— Extracted text —
*** Begin section ***
I didn't modify the Makfile apart from the LDFLAGS
setting, so the default (shown above) is 0. I tried also with AVX=1
:
# make libdarknet.${dlext} LIBNAMESO="libdarknet.${dlext}" LIBSO=1 GPU=0 CUDNN=0 CUDNN_HALF=0 OPENCV=0 DEBUG=0 OPENMP=0 LIBSO=1 ZED_CAMERA=0 AVX=1
gcc -Iinclude/ -I3rdparty/stb/include -Wall -Wfatal-errors -Wno-unused-result -Wno-unknown-pragmas -fPIC -ffp-contract=fast -mavx -mavx2 -msse3 -msse4.1 -msse4.2 -msse4a -Ofast -fPIC -c ./src/gemm.c -o obj/gemm.o
./src/gemm.c:1:0: warning: -fPIC ignored for target (all code is position independent) [enabled by default]
#include "gemm.h"
^
./src/gemm.c: In function ‘_castu32_f32’:
./src/gemm.c:534:5: warning: dereferencing type-punned pointer will break strict-aliasing rules [-Wstrict-aliasing]
return *((float *)&a);
^
./src/gemm.c: In function ‘_mm256_extract_float32’:
./src/gemm.c:538:13: error: request for member ‘m256_f32’ in something not a structure or union
return a.m256_f32[index];
^
compilation terminated due to -Wfatal-errors.
make: *** [Makefile:150: obj/gemm.o] Error 1
Try to change this line: https://github.com/AlexeyAB/darknet/blob/10c40551dcadec68050befa6a1cecc6f69049d0d/src/gemm.c#L515
to this
#if (defined(__AVX__) && defined(__x86_64__)) || (defined(_WIN64) && !defined(__MINGW32__))
Yes, this does the trick for the build without AVX (I'm not sure if @ianshmean needs AVX, though). Thank you very much.
I'll open a PR with the changes we're using.
This is great. Although, given that we're CPU-only for the moment, it would be nice to have AVX enabled, given:
improved performance of detection and training on Intel CPU with AVX (Yolo v3 ~85%, Yolo v2 ~10%)
If we build with AVX, but run the binaries on a non-intel processor would errors occur? Also the same question for GPU, CUDNN, CUDNN_HALF..?
It would be great if we could build a single fully-functional binary that could make use of whatever's on the user's machine
If we build with AVX, but run the binaries on a non-intel processor would errors occur?
AVX1 and AVX2 are supported on both Intel and AMD CPUs.
*** End section ***
— Task instructions —
**1)** Answer these questions using the build discussion:
(a) Which source file failed to compile?
(b) What performance improvement for Yolo v3 is listed for detection and training with AVX?
(c) Which CPUs support AVX1 and AVX2?
**2)** Copy the part of the build discussion that opens with the words "This is great." and closes with "Yolo v2 ~10%)", switching "Intel CPU" to "AMD CPU".
The records that follow have no connection to the build discussion above.

— Data shown —
*** Begin section ***
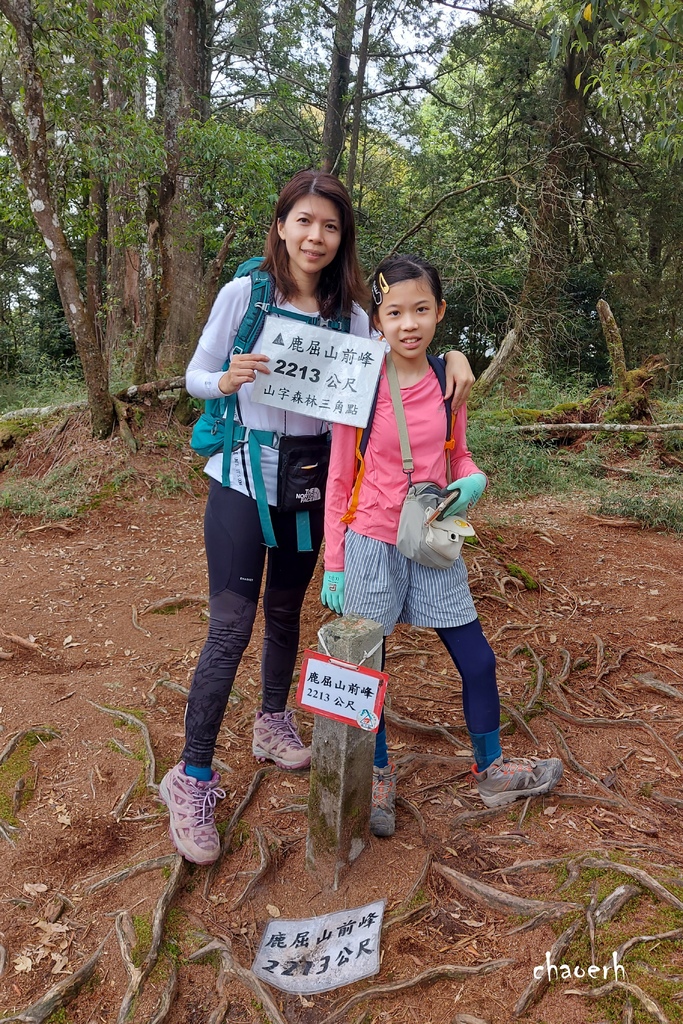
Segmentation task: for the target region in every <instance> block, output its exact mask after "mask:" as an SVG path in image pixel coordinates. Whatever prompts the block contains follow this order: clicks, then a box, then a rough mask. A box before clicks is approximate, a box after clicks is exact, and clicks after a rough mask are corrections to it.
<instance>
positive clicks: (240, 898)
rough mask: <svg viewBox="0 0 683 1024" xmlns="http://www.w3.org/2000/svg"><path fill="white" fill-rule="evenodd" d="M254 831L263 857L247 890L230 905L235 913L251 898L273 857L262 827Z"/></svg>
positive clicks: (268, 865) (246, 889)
*** End section ***
— Outputs by task —
**1)**
(a) ./src/gemm.c
(b) About 85%
(c) Both Intel and AMD CPUs

**2)**
This is great. Although, given that we're CPU-only for the moment, it would be nice to have AVX enabled, given:
improved performance of detection and training on AMD CPU with AVX (Yolo v3 ~85%, Yolo v2 ~10%)